▸ **STATED TASK**:
Rewrite all of the material below, swapping "photograph" for "picture" and changing nothing else. Leave out the pictures.

▸ **DATA FOR THIS TASK**:
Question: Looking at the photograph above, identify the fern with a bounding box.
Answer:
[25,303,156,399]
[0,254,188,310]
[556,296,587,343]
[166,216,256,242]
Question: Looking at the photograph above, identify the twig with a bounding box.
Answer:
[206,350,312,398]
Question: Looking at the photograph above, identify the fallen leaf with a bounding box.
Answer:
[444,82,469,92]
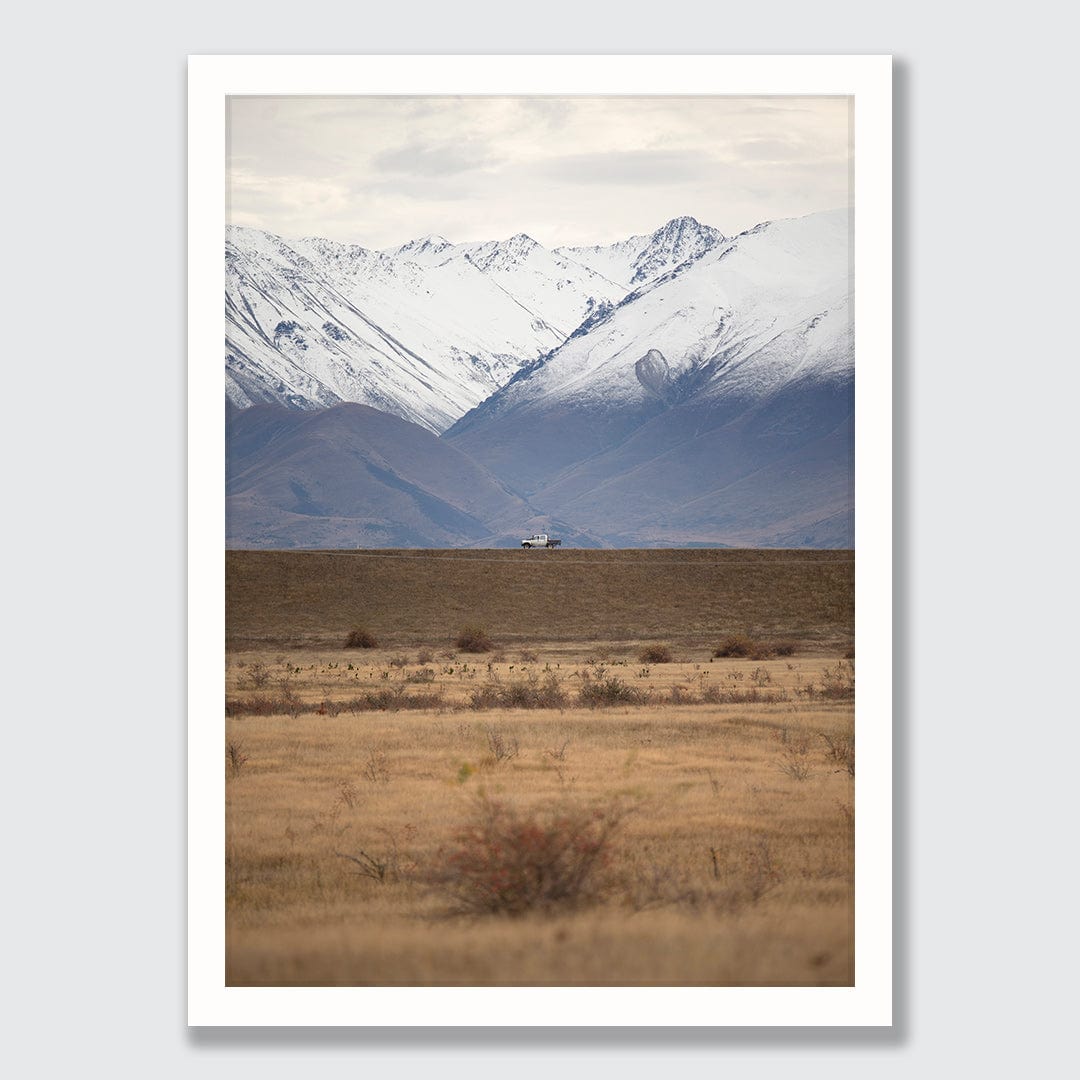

▸ **OUTPUT OF THE TASK**:
Question: Looking at the picture above, identify the fern with a bounding box.
Answer:
[25,303,156,399]
[0,254,188,310]
[556,296,587,343]
[166,216,256,242]
Question: Looking at the picture above, identify the twig with a bounding box.
Answer:
[206,350,312,398]
Question: Looking at the picture above, identify the fallen leaf with a bounding box.
Answer:
[444,82,469,92]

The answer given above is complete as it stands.